- _Work order_
Set down all of the records below exactly, please, omitting the images.

- _Given records_

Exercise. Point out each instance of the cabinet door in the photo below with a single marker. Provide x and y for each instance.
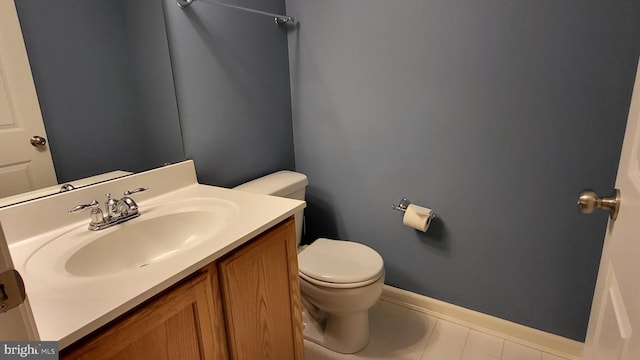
(261, 297)
(183, 323)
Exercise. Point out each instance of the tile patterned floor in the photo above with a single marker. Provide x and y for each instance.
(401, 333)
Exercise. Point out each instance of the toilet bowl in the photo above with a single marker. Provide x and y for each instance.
(339, 280)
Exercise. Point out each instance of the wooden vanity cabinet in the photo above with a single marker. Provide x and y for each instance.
(244, 306)
(261, 297)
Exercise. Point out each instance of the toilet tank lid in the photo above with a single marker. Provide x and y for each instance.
(281, 183)
(340, 262)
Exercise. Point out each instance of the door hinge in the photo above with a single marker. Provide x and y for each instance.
(12, 291)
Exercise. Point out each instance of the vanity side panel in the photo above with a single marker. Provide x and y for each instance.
(261, 301)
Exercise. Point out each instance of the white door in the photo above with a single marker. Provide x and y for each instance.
(23, 166)
(614, 325)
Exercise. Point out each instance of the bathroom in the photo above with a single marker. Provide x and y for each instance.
(486, 112)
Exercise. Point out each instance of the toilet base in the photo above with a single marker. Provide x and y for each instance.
(343, 334)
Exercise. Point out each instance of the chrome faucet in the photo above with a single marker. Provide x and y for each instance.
(115, 212)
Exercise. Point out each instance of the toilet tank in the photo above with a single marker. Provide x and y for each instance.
(284, 183)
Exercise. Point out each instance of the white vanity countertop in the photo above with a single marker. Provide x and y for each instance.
(65, 307)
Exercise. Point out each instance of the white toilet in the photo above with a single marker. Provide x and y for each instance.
(339, 280)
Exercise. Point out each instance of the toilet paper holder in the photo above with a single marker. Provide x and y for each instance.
(402, 206)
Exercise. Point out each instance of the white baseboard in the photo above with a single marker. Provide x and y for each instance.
(540, 340)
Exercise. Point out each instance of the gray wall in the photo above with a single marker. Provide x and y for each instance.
(232, 84)
(103, 76)
(495, 114)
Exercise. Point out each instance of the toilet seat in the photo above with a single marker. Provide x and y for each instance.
(339, 264)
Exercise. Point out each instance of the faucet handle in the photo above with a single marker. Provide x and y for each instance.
(93, 204)
(129, 192)
(97, 218)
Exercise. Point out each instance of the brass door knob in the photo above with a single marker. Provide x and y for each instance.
(38, 141)
(588, 201)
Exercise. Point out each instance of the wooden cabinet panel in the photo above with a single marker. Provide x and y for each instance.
(261, 297)
(183, 323)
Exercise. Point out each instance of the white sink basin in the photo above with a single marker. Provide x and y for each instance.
(162, 231)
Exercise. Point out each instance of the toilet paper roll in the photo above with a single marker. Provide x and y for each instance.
(417, 217)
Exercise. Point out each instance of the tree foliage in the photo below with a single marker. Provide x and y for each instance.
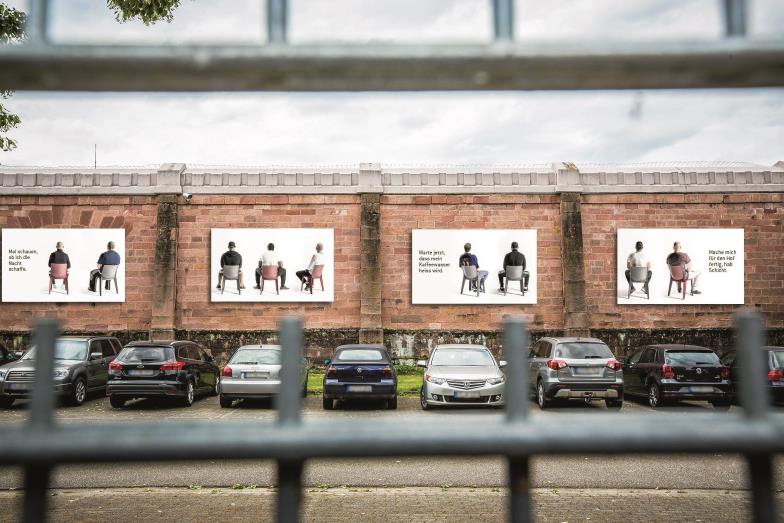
(148, 11)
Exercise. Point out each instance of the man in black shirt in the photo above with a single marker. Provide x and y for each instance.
(231, 257)
(514, 258)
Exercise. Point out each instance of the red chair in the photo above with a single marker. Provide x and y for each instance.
(269, 272)
(317, 274)
(679, 274)
(58, 271)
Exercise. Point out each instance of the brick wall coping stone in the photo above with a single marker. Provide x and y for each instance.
(177, 178)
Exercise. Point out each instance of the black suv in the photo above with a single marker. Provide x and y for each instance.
(676, 372)
(775, 359)
(175, 369)
(81, 365)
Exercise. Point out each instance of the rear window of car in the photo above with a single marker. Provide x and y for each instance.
(462, 358)
(685, 357)
(256, 357)
(581, 350)
(360, 355)
(146, 354)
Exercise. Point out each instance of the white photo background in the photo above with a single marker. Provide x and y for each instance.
(716, 253)
(294, 247)
(25, 264)
(436, 276)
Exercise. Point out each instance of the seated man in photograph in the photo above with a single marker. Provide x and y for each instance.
(637, 259)
(110, 257)
(231, 257)
(677, 257)
(468, 259)
(316, 259)
(513, 258)
(269, 258)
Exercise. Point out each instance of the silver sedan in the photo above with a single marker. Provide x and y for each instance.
(461, 374)
(254, 372)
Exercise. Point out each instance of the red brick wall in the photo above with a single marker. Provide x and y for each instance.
(760, 215)
(339, 212)
(401, 214)
(136, 214)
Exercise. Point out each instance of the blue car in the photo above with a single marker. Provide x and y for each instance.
(360, 372)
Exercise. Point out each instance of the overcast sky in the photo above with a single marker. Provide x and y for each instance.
(431, 128)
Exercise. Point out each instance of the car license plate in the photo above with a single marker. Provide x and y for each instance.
(467, 394)
(143, 372)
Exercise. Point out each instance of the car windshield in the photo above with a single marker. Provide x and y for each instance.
(256, 357)
(360, 355)
(684, 357)
(462, 358)
(582, 350)
(146, 354)
(64, 350)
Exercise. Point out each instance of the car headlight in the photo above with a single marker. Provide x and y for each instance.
(434, 380)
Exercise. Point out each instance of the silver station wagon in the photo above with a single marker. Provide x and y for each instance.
(254, 372)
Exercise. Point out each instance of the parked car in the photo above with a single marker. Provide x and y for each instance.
(775, 360)
(575, 368)
(461, 374)
(173, 369)
(360, 372)
(677, 372)
(254, 372)
(81, 365)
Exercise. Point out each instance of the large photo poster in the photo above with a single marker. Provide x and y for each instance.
(473, 266)
(680, 266)
(272, 265)
(63, 265)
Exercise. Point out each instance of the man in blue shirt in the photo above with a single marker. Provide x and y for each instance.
(468, 259)
(110, 257)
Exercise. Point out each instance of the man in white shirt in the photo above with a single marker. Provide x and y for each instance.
(316, 259)
(269, 258)
(637, 259)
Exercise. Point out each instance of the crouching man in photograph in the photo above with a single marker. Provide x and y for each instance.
(513, 258)
(316, 259)
(679, 258)
(637, 259)
(110, 257)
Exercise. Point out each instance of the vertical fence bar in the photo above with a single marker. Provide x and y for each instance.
(516, 396)
(503, 20)
(734, 17)
(36, 480)
(277, 21)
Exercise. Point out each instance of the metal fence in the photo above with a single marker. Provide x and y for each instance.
(41, 444)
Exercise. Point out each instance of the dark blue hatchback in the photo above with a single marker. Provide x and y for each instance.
(360, 372)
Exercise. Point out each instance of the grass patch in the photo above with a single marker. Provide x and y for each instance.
(408, 383)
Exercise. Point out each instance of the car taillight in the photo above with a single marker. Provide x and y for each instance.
(556, 364)
(173, 365)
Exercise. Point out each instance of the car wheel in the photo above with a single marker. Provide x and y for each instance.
(79, 393)
(187, 400)
(654, 396)
(422, 400)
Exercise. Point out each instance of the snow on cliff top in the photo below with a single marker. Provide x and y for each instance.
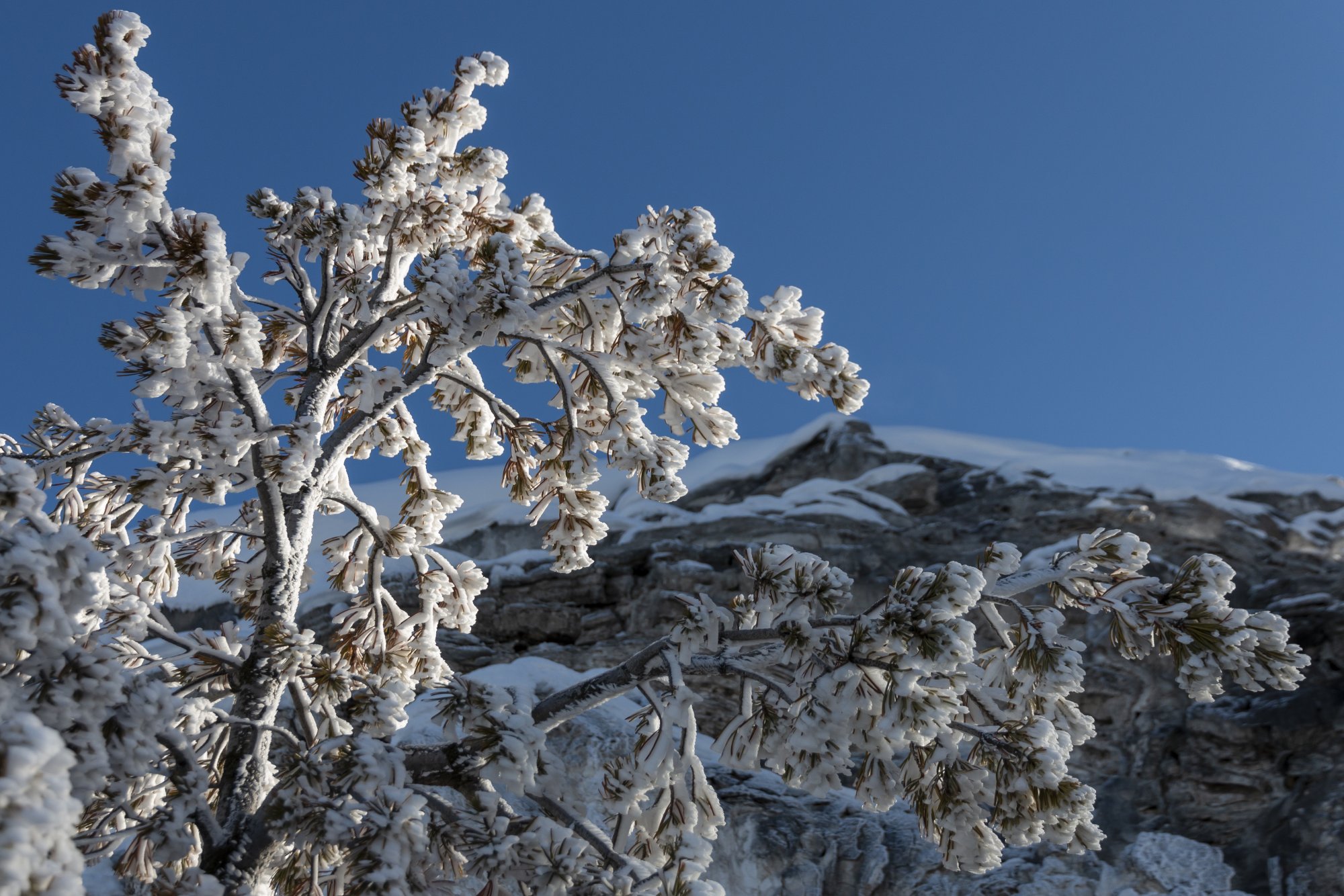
(1169, 476)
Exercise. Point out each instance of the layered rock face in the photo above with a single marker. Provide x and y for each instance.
(1259, 777)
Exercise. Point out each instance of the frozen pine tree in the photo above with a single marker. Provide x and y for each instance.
(260, 758)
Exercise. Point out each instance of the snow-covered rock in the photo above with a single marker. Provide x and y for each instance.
(1259, 777)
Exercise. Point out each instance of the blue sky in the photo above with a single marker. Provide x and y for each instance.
(1089, 225)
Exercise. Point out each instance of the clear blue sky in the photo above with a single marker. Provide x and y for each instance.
(1091, 225)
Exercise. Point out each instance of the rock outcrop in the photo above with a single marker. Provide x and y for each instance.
(1259, 777)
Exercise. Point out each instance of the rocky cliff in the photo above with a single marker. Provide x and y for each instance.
(1259, 777)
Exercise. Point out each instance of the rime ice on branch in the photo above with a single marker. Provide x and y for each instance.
(261, 758)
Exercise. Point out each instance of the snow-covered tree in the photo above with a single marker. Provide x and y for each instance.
(261, 758)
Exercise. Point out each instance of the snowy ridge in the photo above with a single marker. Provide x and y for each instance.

- _Solution for this task_
Exercise. Point out each instance of the cabinet door in the photo below with a single marker. Provide x and y for each instance.
(261, 297)
(183, 323)
Exercise. Point out each instance of the tile patterned floor in the photo above with a single marker. Provide x and y for each instance.
(401, 333)
Exercise. Point out each instance of the toilet bowl in the photo above with a single marker. Provide x and y for each instance.
(339, 280)
Exercise. Point out each instance of the wooden vanity cabinet in the photo above with a single marker. Provide x and y for each instance.
(244, 306)
(261, 297)
Exercise. Point out each instance of the toilet tank lid in the photo above with a single marker. Provide x and y for each instance.
(281, 183)
(340, 262)
Exercise. Point out each instance of the door hinge in the photo above with a single marker. Provide x and y for each instance.
(12, 291)
Exercise. Point out each instance of the vanity side panel in the photo above with a single marker. Provide x and y for each instance.
(261, 301)
Exercise. Point out each instance of the white door in the photo above with a single marker. Provide x and y for each instance.
(23, 166)
(614, 325)
Exercise. Point out each instance of the bathroom in the photo above with a single marker. Provide x and y for each instance.
(486, 112)
Exercise. Point out each instance of the toilet base in the photo above with a single marker. Provide x and y for each instance.
(343, 334)
Exercise. Point out each instance of the chrome faucet in the photo above with a single marker. Provide x and y for each instance.
(115, 212)
Exercise. Point out each instance of the toilet tank in the photo above with a single marker. Provide x and y for each instance.
(284, 183)
Exercise. Point out each instance of the white vanity countertop in the photo above with a single marker. Provide x and y for each instance.
(65, 307)
Exercise. Point out each instance of the white toilet in the photo above with a single marker. Provide x and y for each instance.
(339, 280)
Exercise. Point out each instance of the toilet paper holder in the photo above with a single marker. Provide x and y for each instance.
(402, 206)
Exercise. Point out each instance of the white baseboard in the photo above with a single marker. Provide x and y for each instance.
(540, 340)
Exercise. Point out each instance of the gray wall in the photo above with a single marker. Provide x and y for each instance.
(232, 84)
(103, 76)
(495, 114)
Exercise. Point out each instance of the toilet seat in the photo above with a single marker. Provide x and y for each instance.
(339, 264)
Exercise. Point out each instance of the faucet handle in the photo above with a single marker. Provide x and y for each instance.
(93, 204)
(129, 192)
(97, 218)
Exercise. Point out each instance of the brass door knob in the photo above with a single marker. Provide x and y for each instance.
(38, 141)
(588, 201)
Exercise. Point out each instance of the wooden cabinet panel in the photo above with a single marker. Provide x and y for each instance.
(261, 297)
(183, 323)
Exercise. Point out each instance of the white sink basin in the photo above with a single marker. Provide x and y for each instance.
(162, 231)
Exercise. Point out each instance of the toilet paper roll in the photo above with a single marker. Provide x and y for each instance.
(417, 217)
Exercise. Point out each instance of the tree foliage in the photo below with a single marker. Provide x and y for each instance.
(148, 11)
Exercise. Point out each instance of the man in black shirt in the photo above with a single marker. Provide x and y for each instance.
(231, 257)
(514, 258)
Exercise. Point out each instance of the red chair in the photo above with a single marker. Provide x and y for each instance.
(269, 272)
(317, 274)
(679, 274)
(58, 271)
Exercise. Point out each instance of the brick wall coping stone in the photo above with a single marker. Provide x and y for each instance.
(177, 178)
Exercise. Point out each instance of the black suv in the photo above with a single marker. Provide x and y for each instance.
(676, 372)
(775, 359)
(175, 369)
(81, 365)
Exercise. Point out each instance of the rear window of car in the photo above with a single marker. Provide x and y for each instance.
(462, 358)
(685, 357)
(256, 357)
(581, 350)
(360, 355)
(146, 354)
Exercise. Point out each instance of the white photo background in the photo above with a single marker. Provide x and y for each instance.
(716, 253)
(294, 247)
(25, 264)
(436, 276)
Exercise. Point out each instance of the seated man in photograph in the photo above with a single marker. Provide x and y for each instance.
(637, 259)
(110, 257)
(231, 257)
(677, 257)
(468, 259)
(316, 259)
(513, 258)
(269, 258)
Exercise. Point out each instance of the silver sedan in the photo above with a single marker. Provide x and y for each instance.
(461, 374)
(254, 372)
Exercise. Point out each instance of the red brick wall in the photo above with a single marker. Provide x and y for each instance.
(760, 215)
(339, 212)
(401, 214)
(136, 214)
Exercise. Point out each instance of the blue car in the photo above with a single marker. Provide x and y for each instance.
(360, 372)
Exercise. Point out each instance of the overcast sky in the photo above with a single marker. Provide x and y for each instance.
(431, 128)
Exercise. Point out each instance of the car license plate in the photo above with a single marker. Provide x and y for each instance.
(467, 394)
(143, 372)
Exercise. Point out each instance of the car windshield in the photo above with a single marker. Provide x and y for each instance.
(256, 357)
(360, 355)
(684, 357)
(462, 358)
(582, 350)
(146, 354)
(64, 350)
Exercise. Point out each instance of the car headlight in the photo above with a single marker. Provide x and y for each instance.
(434, 380)
Exercise. Point out each instance of the silver station wagon in the photo above with a single marker. Provide x and y for each instance.
(254, 372)
Exercise. Point out each instance of the parked car in the photo above with a single marker. Provide x and y for each instance.
(775, 360)
(575, 368)
(461, 374)
(173, 369)
(360, 372)
(677, 372)
(254, 372)
(81, 365)
Exercise. Point out each instance of the large photo poster in the photo above with a single marker. Provide x and y for each instance.
(473, 266)
(680, 266)
(272, 265)
(63, 265)
Exercise. Point out each instance of the man in blue shirt in the photo above with a single marker. Provide x and y for each instance.
(468, 259)
(110, 257)
Exercise. Point out each instance of the man in white shirt in the photo above with a single marker. Provide x and y for each instance.
(316, 259)
(269, 258)
(637, 259)
Exercise. Point out each instance of the crouching man in photograph in the photo above with a single marker. Provide x and y for each instance.
(513, 258)
(316, 259)
(679, 258)
(637, 259)
(110, 257)
Exercise. Point out each instance of the vertical fence bar in the photo above with a single marker. Provide x and y for each instance.
(516, 396)
(503, 20)
(734, 17)
(36, 480)
(277, 21)
Exercise. Point out each instance of the metal fence in the photo above with a single marker. Provide x and y for each instance.
(41, 444)
Exercise. Point out each instance of the dark blue hatchback in the photo above with a single marker. Provide x and y for each instance.
(360, 372)
Exercise. Point out each instance of the grass patch in the photo above with a single marker. Provide x and y for each instance.
(408, 383)
Exercise. Point out each instance of the car taillight in the photo above with a single marker. Provide x and y for each instance.
(556, 364)
(173, 365)
Exercise. Point out each instance of the car wheel in the photo above with a single marker. Provide x and y for each instance.
(79, 393)
(187, 400)
(654, 396)
(422, 400)
Exercise. Point out each instance of the snow on cliff top in the photo below with a single marker. Provide x and y for each instance.
(1169, 476)
Exercise. Point out each instance of the layered rock face in the photo above with a single marker. Provide x and y for each instance.
(1259, 777)
Exercise. Point out each instance of the frozen pine tree in the photo above with a single marker. Provide x and y for each instance.
(260, 758)
Exercise. Point out each instance of the snow-covered rock in the photo above with a single marker. Provide x and y for each instance.
(1259, 777)
Exercise. Point out each instance of the blue sky in the photo above with a single marker. Provide x and y for each instance.
(1089, 225)
Exercise. Point out each instance of the clear blue sky in the photo above with a single marker. Provide x and y for each instance.
(1091, 225)
Exercise. Point out each instance of the rock outcrop in the photo above with a single marker. Provide x and y for each instance.
(1259, 777)
Exercise. Point out each instance of the rocky cliff in the photo above with a single marker. Provide x and y for each instance.
(1259, 777)
Exercise. Point out each instance of the rime ice on branch in the photo above with a single marker. Provide x and y for each instance.
(261, 758)
Exercise. Point out each instance of the snow-covered tree in the photo above with a single marker. Provide x and y for each instance.
(261, 758)
Exercise. Point out each instance of the snowy ridge in the photo above with a single marker. Provide x and y for each instance.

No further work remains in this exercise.